━━━ RECORDS FOR THIS TASK ━━━
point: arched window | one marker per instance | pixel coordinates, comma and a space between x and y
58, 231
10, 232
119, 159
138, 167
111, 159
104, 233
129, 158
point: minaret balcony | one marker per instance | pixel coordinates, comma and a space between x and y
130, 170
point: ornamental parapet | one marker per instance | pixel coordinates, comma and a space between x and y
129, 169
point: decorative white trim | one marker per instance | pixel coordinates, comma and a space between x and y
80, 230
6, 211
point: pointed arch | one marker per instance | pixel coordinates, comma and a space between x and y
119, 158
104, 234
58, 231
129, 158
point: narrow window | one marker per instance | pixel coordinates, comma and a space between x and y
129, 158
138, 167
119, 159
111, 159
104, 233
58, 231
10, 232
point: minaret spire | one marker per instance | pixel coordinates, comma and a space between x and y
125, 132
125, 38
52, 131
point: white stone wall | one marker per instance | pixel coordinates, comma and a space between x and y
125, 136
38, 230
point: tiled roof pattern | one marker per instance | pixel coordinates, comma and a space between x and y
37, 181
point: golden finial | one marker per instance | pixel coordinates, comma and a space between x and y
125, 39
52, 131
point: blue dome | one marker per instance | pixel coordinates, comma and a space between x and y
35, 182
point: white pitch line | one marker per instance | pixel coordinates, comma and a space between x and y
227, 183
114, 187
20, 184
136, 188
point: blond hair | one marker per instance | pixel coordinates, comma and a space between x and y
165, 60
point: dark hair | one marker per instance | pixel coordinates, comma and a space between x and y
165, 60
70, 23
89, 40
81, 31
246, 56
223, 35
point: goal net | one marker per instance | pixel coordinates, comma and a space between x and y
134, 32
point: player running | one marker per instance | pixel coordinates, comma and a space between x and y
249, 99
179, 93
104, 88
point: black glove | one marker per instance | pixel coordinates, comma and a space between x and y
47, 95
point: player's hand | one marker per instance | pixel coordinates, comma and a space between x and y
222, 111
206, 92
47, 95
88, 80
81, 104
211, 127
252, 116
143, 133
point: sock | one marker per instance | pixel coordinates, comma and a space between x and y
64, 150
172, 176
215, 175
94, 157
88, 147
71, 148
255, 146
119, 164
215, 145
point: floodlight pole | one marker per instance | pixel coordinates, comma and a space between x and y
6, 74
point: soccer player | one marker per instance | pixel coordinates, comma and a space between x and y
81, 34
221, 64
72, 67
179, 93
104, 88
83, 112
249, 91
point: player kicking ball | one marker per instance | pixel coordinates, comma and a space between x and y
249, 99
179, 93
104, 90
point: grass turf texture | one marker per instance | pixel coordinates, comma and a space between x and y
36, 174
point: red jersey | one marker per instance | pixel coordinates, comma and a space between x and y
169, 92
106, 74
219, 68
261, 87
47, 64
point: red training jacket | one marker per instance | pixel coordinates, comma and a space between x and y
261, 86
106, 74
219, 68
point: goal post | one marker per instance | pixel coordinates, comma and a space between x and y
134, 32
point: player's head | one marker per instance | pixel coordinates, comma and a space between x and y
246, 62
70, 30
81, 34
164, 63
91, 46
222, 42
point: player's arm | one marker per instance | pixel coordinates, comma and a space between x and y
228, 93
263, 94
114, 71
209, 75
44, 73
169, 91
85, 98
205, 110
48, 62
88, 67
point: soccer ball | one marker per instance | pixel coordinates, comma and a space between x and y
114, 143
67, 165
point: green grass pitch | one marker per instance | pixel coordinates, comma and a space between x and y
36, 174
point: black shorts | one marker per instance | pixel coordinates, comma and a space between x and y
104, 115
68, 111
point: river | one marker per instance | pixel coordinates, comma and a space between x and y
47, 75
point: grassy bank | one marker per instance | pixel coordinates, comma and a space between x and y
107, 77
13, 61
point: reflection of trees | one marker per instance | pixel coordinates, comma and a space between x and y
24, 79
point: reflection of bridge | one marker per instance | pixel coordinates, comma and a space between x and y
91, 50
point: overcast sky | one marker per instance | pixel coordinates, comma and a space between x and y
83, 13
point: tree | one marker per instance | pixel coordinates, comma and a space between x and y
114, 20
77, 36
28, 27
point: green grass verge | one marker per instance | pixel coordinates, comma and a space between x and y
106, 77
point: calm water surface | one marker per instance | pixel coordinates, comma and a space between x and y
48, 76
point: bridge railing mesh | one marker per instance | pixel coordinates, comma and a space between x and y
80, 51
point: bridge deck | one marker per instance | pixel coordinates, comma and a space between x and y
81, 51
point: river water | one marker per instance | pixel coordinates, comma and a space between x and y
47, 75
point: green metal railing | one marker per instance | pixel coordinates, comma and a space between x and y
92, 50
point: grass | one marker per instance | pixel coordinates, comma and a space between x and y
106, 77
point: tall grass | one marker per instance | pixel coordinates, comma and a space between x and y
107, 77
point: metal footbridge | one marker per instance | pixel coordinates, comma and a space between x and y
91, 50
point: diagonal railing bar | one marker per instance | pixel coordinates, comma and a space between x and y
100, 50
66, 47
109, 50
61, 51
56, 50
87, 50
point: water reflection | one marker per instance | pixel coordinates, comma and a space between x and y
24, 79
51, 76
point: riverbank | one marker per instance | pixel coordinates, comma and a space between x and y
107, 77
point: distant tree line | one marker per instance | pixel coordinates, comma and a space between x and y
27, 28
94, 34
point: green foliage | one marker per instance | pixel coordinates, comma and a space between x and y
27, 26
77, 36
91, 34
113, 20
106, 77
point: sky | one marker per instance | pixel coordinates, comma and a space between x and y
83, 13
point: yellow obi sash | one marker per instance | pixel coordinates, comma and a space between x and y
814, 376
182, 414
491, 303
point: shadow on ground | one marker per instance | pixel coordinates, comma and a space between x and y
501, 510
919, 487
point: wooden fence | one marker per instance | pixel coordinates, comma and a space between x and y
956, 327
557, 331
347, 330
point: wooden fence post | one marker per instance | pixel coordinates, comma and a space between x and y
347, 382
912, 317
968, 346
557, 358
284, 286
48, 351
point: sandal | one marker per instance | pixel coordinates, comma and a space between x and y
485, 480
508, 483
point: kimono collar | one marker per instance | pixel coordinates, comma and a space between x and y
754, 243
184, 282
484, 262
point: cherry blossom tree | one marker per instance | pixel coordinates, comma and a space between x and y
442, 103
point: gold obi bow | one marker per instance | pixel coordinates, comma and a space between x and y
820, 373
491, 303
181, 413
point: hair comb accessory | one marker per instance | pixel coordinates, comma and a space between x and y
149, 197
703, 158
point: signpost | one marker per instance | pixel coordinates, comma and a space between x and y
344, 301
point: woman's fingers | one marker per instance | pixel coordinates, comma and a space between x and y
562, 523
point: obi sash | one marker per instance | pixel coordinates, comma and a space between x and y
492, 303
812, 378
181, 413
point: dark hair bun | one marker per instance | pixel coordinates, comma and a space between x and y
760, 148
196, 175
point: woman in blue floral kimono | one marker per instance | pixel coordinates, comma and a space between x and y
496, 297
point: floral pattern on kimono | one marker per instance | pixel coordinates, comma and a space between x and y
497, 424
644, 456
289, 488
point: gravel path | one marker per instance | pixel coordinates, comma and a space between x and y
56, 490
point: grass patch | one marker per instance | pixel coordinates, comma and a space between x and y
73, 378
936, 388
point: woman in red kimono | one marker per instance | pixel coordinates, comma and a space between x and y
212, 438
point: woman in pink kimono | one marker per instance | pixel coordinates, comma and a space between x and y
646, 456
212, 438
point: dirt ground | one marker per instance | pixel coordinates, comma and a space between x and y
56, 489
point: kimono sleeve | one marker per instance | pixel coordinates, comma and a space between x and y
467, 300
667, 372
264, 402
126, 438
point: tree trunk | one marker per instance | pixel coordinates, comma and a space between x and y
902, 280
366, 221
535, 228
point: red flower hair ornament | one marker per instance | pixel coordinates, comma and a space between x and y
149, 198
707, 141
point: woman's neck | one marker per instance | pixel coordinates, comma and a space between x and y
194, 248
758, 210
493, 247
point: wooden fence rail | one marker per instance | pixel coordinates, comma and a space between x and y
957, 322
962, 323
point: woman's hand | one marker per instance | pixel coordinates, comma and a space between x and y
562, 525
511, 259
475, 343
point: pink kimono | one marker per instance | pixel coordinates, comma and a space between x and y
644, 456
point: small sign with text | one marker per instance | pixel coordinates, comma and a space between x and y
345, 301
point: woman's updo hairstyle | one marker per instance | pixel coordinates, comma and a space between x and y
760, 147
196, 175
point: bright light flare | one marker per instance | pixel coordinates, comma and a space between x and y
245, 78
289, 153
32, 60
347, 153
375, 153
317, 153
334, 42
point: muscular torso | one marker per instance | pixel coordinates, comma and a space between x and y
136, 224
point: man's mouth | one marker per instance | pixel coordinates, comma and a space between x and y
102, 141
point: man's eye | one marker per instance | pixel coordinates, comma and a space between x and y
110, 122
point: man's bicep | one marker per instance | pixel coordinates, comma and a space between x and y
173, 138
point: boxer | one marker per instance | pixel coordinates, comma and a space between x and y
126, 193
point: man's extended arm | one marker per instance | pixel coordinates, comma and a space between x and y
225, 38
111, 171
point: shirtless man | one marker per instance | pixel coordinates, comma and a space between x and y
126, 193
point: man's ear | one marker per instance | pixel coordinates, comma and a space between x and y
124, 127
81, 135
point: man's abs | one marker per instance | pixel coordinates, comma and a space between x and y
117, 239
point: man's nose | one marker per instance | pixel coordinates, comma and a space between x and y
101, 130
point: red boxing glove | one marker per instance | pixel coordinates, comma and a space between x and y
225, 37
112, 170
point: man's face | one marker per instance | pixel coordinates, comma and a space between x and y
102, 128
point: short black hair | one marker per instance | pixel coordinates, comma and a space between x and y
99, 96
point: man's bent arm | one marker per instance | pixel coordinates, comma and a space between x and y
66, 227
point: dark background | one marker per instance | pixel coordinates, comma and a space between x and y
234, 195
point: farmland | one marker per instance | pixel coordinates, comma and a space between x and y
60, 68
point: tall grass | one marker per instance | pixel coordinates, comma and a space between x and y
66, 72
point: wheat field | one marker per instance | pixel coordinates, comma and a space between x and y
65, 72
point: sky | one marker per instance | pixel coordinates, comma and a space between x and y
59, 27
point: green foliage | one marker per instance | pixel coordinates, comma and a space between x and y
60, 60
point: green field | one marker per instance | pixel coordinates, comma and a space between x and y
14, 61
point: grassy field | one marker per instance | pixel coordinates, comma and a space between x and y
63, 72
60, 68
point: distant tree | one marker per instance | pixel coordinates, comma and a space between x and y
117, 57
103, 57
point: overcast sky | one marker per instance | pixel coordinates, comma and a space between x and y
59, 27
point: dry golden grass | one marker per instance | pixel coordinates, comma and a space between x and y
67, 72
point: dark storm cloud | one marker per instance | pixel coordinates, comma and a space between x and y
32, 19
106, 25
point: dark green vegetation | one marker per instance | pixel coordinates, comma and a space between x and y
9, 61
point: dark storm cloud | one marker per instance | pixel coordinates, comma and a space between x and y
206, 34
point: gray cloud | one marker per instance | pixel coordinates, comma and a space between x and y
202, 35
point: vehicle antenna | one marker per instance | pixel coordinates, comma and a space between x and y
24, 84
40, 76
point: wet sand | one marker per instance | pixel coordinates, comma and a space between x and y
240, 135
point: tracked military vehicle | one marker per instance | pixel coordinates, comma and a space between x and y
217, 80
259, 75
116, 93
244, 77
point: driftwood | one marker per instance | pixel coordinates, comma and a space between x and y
━━━
[STATED EXERCISE] Copy out, without any change, the stretch of lines from the one containing "point: grassy field" through the final line.

[THE COMPLETED TASK]
point: grassy field | one marker per instance | pixel coordinates, comma and a space between x and y
63, 72
60, 68
point: distant tree | one marker per instance | pixel coordinates, comma and a space between x and y
117, 57
103, 57
point: overcast sky | one marker per instance | pixel coordinates, comma and a space between x and y
59, 27
point: dry golden grass | one marker per instance | pixel coordinates, comma and a space between x and y
67, 72
point: dark storm cloud | one marker per instance | pixel coordinates, comma and a space between x and y
32, 19
106, 25
point: dark green vegetation | one marker per instance | pixel coordinates, comma and a space between x and y
9, 61
point: dark storm cloud | one marker per instance | pixel coordinates, comma and a space between x and y
206, 34
point: gray cloud | one marker per instance | pixel coordinates, comma and a space between x and y
202, 35
point: vehicle antenna | one marker per instance | pixel coordinates, comma and a space between x and y
24, 84
40, 76
point: wet sand | one marker per instance | pixel coordinates, comma and a space between x and y
240, 135
point: tracked military vehicle | one marker per instance | pixel coordinates, comma and a space between x and y
217, 80
259, 75
116, 93
244, 77
point: driftwood | one marker per instance | pixel coordinates, comma and a space between x and y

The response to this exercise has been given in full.